What you are asked to do: Below are some records; each one is to be set down again exactly.

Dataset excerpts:
-------------------------

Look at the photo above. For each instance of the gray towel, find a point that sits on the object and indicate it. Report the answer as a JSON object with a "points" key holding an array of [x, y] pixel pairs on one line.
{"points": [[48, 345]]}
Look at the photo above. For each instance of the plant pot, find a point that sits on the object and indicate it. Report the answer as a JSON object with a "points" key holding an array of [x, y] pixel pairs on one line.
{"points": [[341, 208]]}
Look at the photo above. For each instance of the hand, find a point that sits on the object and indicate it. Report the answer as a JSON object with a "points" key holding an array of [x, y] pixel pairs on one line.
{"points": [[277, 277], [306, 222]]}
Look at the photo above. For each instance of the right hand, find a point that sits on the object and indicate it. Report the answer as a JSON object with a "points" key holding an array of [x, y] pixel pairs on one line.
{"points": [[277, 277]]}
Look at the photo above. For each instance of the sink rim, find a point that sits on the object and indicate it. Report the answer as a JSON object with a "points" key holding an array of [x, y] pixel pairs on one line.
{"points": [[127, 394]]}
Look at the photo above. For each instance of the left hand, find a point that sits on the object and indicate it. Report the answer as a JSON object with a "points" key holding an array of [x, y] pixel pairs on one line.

-------------------------

Response to this exercise:
Look at the photo above. For each instance of the gray towel, find a point that sits on the object and indicate it. Report the answer as a JSON object with a "points" key holding an array of [x, y] pixel pairs on one line.
{"points": [[48, 345]]}
Look at the photo above. For each instance of the plant pot, find a point that sits on the object and indicate it. Report the answer as a JSON object with a "points" key holding an array of [x, y] pixel pairs on one line.
{"points": [[341, 208]]}
Look at the photo above. For each instance of the hand, find a point that sits on the object and indicate it. Report the answer as a JSON object with a "points" key holding an array of [x, y] pixel pairs on one line.
{"points": [[277, 277], [306, 222]]}
Look at the photo above. For each instance of the right hand, find a point that sits on the object and indicate it. Report the answer as a JSON object with a "points" key holding an array of [x, y] pixel pairs on one line.
{"points": [[277, 277]]}
Look at the photo above. For each instance of the sink rim, find a point that sits on the object and indicate it. Report the answer as a JSON object with a "points" key holding an array of [x, y] pixel pairs on one line.
{"points": [[127, 394]]}
Look at the photo above. For each instance of the left hand, find a point that sits on the object and indicate it. Report the answer as a JSON object with a "points" key holding an array of [x, y] pixel pairs on one line.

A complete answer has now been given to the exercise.